Word for word, restate the lines from the one holding "positive clicks: (243, 127) (241, 119)" through the end of the data below, including both endpoints and nothing more.

(Provided material begins)

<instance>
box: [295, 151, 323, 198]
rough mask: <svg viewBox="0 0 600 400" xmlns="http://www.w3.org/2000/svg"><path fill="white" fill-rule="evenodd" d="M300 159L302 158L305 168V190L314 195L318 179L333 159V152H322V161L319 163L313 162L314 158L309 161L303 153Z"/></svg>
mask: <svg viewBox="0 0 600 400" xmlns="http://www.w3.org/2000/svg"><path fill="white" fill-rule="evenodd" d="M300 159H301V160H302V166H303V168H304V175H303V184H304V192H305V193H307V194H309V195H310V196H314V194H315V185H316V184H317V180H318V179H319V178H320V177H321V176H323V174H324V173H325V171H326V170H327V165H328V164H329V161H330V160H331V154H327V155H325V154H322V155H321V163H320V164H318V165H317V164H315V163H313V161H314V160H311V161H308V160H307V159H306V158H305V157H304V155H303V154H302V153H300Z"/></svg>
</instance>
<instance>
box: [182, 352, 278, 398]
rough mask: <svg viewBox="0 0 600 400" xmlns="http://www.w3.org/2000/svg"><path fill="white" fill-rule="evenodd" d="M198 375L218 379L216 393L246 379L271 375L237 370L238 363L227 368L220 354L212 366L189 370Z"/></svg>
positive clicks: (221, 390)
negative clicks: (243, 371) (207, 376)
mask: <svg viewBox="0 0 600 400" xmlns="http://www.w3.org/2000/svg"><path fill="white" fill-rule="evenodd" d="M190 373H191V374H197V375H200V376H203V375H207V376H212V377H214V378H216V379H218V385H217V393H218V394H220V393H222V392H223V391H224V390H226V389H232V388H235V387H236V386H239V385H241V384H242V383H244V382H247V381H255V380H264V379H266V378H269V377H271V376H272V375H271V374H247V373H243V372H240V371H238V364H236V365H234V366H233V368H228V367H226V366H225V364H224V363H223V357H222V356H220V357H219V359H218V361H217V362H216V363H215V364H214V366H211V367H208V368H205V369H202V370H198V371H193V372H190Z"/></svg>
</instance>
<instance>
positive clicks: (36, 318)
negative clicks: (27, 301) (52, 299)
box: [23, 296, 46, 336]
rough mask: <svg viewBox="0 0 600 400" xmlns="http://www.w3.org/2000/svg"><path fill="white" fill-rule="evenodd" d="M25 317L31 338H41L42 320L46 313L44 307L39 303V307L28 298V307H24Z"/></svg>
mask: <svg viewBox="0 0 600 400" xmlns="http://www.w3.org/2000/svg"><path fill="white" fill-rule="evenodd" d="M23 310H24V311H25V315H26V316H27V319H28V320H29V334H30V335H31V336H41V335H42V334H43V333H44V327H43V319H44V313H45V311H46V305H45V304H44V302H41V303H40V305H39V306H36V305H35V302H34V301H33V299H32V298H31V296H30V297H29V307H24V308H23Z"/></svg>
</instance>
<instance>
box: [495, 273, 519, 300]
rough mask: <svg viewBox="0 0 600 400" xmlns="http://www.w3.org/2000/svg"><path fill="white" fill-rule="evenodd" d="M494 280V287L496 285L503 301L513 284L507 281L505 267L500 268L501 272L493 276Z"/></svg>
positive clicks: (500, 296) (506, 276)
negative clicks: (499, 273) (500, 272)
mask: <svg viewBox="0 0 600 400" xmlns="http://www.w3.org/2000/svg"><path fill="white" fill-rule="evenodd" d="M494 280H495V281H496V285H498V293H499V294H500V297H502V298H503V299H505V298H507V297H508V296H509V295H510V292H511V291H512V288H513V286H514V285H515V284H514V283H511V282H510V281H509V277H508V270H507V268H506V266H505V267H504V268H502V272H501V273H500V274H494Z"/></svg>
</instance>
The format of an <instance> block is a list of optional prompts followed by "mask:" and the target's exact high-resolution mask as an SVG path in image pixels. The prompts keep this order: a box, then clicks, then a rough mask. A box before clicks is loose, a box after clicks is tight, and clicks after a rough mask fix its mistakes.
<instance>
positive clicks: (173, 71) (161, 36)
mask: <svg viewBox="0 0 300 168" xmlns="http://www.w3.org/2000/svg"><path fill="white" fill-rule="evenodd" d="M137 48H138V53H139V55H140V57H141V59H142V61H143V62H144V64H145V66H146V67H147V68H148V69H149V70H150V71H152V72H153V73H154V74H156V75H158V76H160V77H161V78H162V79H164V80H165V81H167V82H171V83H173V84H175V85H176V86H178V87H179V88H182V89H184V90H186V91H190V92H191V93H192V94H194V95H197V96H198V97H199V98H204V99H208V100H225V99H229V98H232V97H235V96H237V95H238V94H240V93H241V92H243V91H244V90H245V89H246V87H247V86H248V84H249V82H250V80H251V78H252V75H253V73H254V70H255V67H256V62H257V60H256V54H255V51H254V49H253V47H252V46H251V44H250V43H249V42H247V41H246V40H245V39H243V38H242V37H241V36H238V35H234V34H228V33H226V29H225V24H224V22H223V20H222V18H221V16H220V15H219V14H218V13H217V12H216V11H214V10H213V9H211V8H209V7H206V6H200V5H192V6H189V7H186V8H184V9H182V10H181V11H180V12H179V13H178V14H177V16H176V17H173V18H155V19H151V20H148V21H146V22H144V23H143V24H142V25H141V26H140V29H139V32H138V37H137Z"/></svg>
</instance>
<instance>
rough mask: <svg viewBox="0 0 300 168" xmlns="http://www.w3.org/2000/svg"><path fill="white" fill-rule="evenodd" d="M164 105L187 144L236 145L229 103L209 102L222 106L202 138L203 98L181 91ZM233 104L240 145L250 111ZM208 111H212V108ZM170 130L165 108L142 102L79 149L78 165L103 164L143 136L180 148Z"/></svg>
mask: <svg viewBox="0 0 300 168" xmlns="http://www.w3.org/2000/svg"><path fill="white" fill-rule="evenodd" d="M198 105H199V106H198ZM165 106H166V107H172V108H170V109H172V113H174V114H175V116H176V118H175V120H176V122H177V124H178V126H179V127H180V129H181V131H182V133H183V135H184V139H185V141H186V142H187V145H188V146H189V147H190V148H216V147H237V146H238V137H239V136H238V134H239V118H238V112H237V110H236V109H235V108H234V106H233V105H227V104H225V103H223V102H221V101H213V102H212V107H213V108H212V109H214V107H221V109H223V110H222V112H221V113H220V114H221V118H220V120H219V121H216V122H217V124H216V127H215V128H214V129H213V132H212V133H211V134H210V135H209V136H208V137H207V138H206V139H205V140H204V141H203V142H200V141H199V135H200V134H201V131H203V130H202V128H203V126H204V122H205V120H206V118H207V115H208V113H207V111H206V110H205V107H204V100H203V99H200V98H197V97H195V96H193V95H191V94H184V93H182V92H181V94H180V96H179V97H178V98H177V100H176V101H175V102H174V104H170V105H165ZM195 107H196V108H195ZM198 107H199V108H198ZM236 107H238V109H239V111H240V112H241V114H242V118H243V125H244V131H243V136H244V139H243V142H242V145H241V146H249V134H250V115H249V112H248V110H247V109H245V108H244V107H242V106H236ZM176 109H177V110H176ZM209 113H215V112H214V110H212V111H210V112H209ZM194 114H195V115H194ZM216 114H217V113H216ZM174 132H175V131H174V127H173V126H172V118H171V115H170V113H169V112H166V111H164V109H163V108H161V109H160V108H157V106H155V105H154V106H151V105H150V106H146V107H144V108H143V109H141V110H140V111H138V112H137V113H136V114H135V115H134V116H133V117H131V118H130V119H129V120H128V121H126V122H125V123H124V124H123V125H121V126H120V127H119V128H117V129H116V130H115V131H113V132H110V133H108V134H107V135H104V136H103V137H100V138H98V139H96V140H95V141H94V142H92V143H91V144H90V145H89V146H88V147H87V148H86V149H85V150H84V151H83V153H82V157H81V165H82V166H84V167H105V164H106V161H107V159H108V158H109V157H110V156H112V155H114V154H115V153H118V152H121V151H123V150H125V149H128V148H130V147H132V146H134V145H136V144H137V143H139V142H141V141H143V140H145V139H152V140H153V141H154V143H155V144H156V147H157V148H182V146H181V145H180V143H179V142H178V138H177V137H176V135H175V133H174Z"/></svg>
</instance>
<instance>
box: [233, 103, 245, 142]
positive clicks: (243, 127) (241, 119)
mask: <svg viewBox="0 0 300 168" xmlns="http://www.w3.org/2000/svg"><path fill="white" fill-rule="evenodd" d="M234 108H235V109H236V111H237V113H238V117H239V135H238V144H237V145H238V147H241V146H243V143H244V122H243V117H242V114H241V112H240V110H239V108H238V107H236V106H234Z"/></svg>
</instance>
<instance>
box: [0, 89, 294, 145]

(Provided material ends)

Answer space
positive clicks: (243, 127) (241, 119)
mask: <svg viewBox="0 0 300 168" xmlns="http://www.w3.org/2000/svg"><path fill="white" fill-rule="evenodd" d="M234 108H235V109H236V111H237V113H238V117H239V135H238V144H237V145H238V147H241V146H243V143H244V122H243V117H242V114H241V112H240V110H239V108H238V107H236V106H234Z"/></svg>
</instance>
<instance>
box: [0, 89, 294, 145]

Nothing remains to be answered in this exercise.